**Your goal**
Locate every line in the material below that contains the string "white", and copy each of those lines in the order it appears.

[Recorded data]
>> begin

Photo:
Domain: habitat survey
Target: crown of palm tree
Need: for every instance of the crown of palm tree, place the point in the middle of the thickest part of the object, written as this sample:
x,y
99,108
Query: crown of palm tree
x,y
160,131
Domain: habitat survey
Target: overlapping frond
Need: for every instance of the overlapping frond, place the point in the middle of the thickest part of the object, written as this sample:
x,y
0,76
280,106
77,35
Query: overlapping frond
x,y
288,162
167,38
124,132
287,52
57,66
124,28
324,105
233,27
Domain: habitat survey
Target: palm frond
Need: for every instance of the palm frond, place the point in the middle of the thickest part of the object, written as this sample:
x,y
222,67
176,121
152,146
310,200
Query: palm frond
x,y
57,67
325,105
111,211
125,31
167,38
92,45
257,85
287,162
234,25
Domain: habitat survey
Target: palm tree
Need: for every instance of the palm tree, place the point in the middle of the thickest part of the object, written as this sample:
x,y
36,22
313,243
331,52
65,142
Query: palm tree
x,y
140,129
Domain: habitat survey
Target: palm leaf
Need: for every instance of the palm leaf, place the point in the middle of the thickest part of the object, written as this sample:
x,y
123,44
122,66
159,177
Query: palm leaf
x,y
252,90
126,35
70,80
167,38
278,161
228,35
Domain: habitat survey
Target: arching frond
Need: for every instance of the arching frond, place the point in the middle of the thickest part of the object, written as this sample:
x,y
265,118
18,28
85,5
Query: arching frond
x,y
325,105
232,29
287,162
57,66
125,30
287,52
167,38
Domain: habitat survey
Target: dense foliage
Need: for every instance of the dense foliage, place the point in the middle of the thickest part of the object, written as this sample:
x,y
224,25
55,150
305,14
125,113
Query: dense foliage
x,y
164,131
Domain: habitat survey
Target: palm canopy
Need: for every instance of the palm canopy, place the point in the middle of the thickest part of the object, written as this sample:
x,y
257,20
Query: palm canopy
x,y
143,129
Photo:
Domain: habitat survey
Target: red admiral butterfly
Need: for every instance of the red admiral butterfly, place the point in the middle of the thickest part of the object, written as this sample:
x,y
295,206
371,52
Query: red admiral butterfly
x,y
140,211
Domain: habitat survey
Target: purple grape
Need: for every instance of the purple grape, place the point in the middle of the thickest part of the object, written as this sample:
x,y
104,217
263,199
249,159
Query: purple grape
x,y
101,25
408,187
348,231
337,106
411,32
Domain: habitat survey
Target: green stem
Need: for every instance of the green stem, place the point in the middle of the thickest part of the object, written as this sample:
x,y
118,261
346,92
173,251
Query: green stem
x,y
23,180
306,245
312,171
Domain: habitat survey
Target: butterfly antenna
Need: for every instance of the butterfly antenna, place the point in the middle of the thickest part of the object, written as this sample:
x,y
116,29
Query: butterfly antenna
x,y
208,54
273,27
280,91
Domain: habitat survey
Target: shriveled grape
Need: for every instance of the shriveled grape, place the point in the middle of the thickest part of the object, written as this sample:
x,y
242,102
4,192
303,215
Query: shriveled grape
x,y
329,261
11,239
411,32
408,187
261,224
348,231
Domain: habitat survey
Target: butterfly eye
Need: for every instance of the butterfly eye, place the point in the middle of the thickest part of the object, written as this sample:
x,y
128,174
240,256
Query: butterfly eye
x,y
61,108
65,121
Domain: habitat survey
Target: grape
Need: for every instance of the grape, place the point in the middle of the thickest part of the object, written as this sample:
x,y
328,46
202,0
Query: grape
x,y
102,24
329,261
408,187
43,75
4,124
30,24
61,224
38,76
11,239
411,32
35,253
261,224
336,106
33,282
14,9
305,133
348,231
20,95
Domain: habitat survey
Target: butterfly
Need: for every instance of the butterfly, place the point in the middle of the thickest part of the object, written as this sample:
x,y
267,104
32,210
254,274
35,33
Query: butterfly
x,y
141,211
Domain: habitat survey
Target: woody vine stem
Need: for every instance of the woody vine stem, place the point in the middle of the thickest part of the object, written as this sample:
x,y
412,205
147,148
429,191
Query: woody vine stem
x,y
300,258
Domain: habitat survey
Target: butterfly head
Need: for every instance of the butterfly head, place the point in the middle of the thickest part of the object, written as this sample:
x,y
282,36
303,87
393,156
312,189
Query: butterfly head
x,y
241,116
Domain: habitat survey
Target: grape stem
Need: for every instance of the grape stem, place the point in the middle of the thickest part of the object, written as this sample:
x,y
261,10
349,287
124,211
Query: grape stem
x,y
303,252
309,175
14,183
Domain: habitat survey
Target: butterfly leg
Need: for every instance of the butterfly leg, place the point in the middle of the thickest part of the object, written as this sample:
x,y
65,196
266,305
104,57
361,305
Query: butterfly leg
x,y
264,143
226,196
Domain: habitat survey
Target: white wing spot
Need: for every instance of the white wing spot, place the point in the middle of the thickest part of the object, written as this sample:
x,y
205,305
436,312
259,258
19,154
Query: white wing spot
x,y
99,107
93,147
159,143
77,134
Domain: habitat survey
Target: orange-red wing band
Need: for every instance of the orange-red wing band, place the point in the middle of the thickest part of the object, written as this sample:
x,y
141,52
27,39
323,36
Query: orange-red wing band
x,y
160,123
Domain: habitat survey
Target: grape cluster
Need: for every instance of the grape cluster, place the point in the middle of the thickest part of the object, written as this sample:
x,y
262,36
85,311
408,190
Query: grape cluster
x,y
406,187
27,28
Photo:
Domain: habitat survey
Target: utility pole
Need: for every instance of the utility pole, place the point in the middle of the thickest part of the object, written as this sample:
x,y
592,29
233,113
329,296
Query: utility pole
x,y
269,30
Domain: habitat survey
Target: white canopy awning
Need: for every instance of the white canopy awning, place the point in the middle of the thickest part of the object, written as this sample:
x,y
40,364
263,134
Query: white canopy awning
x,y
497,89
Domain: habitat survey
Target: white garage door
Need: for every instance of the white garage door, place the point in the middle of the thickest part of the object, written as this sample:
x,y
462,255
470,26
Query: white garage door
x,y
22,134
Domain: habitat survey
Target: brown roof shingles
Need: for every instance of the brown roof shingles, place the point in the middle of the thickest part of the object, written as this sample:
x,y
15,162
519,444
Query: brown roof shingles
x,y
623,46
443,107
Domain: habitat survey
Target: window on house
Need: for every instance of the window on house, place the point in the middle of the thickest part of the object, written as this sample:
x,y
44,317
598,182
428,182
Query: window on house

>> end

**Task output**
Target: white wing spot
Need: for every instance of the white wing spot, place the point in the middle of the thickest part of the object, written as this sample:
Query: white wing spot
Target: white canopy awning
Need: for every instance of the white canopy awning, place the point in the middle of the thickest part of the object, written as this sample:
Query: white canopy awning
Target: white garage door
Need: for every instance of the white garage door, place the point in the middle of the thickest part of the object, written as this sample:
Query: white garage door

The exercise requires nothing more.